> [Consigna]:
¿Puedes reanudar el texto sobre la carta de Wegner a Hitler justo después de su última frase?

> [Fragmento del texto]:
En abril de 1933, Wegner volvió a manifestar su sentir en una nueva carta abierta, en esta ocasión dirigida al Führer. Dos semanas antes de que redactara la carta se había aprobado la «Ley de plenos poderes», el marco jurídico que Hitler necesitaba para establecer una dictadura. En la misiva, Wegner suplicaba al canciller nazi que abandonara su antisemitismo y le reprochaba los primeros actos de persecución de los judíos: el boicot «nacional» contra los comercios judíos que había tenido lugar el primero de abril y la ley que los excluía de cualquier empleo público. Si bien la carta a Woodrow Wilson de 1919 se había publicado en el Berliner Tageblatt, en esta ocasión ningún periódico se atrevió a publicar el texto, de forma que decidió enviarla directamente a la braunen Haus, la sede del partido en Múnich. La carta llegó hasta Martin Bormann, el jefe de la cancillería, y la Gestapo lo detuvo en agosto de 1933. Para aquel entonces, su nombre ya había sido incluido en la primera lista de escritores prohibidos y en las primeras quemas de libros, junto con los de Heinrich Mann, Bertolt Brecht, Stefan Zweig, Alfred Döblin, Emil Ludwig, Lion Feuchtwanger, Erich Maria Remarque, Erich Kästner, Kurt Tucholsky y Ernst Toller, entre muchos otros. Lo torturaron en la infame Columbiahaus de Berlín y después lo internaron en varios campos de concentración. A principios de 1934 lo liberaron gracias a la intercesión de un grupo cuáquero británico y pudo huir de Alemania. El gesto de Wegner fue el único intento por parte de un escritor de desafiar el nazismo ridiculizando la idea de pureza racial germánica y defender públicamente a la comunidad judía. La inmensa mayoría de intelectuales opuestos al nazismo, incluidos los que tenían un origen judío, creía entonces que la «cuestión judía» ocupaba un lugar secundario en los planes futuros de Hitler. Por el contrario, Wegner intuyó las posibles (y terribles) consecuencias que podían derivarse del antisemitismo del nuevo régimen: un nuevo genocidio como el armenio. Seis años más tarde, pocos días antes de la invasión de Polonia, parece que Hitler exclamó en una arenga privada al mando militar: «Después de todo, ¿quién se acuerda hoy del exterminio de los armenios?».

> [Datos recopilados]:
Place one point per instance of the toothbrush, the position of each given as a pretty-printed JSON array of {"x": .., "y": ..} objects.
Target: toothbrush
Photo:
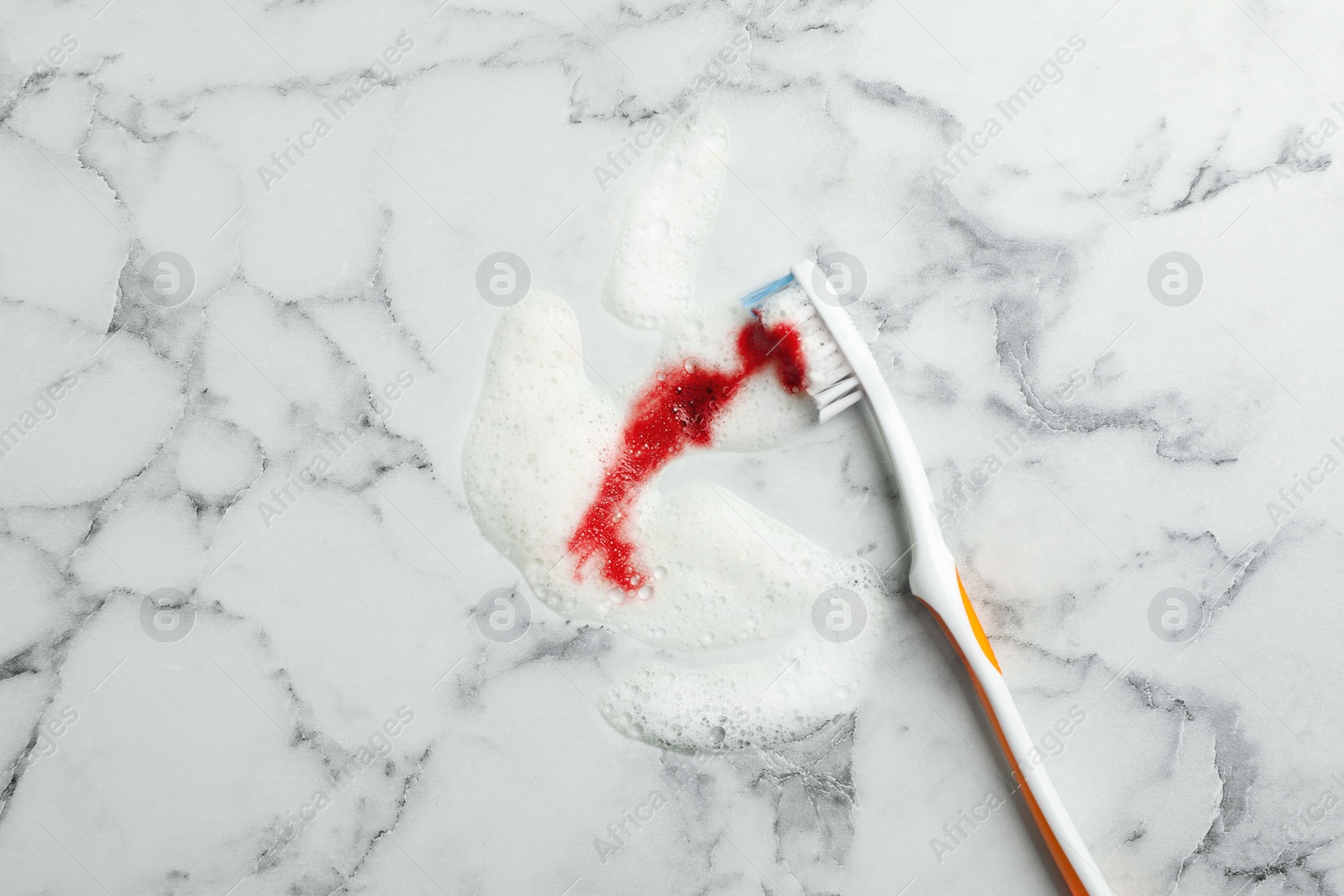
[{"x": 840, "y": 372}]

> [Resultado]:
Tras refugiarse en Londres, Wegner se exilió en 1936 en Italia. Los campos de concentración y el exilio provocaron que se divorciara de Lola Landau, que había huido primero a Dinamarca con su hija y luego emigró a Jerusalén. Wegner carecía de la identificación con el sionismo de Landau y, aunque viajó a Palestina en 1935, no quiso establecerse allí. En Italia, logró salir indemne de una detención en 1938 y sortear un intento de internamiento en 1941, y sobrevivió a los primeros años de la guerra dando clases de alemán en Padua, probablemente gracias a un pequeña modificación involuntaria en el registro de su nombre. En 1943, cuando el ejército alemán ocupó el norte del país, huyó al sur. Tras la guerra, su nombre quedó relegado al olvido -hasta el punto que se lo dio por muerto en el congreso de escritores alemanes celebrado en Berlín en 1947-, hecho al que contribuyó su propia decisión de permanecer en silencio y alejado de su país natal, que no volvería a visitar hasta 1952. Casado de nuevo con la artista plástica Irene Kowaliska, también de origen judío, con quien tuvo un hijo, recibió algunos premios y homenajes en la década de 1960, aunque apenas volvió a publicar. Falleció en Roma en 1978.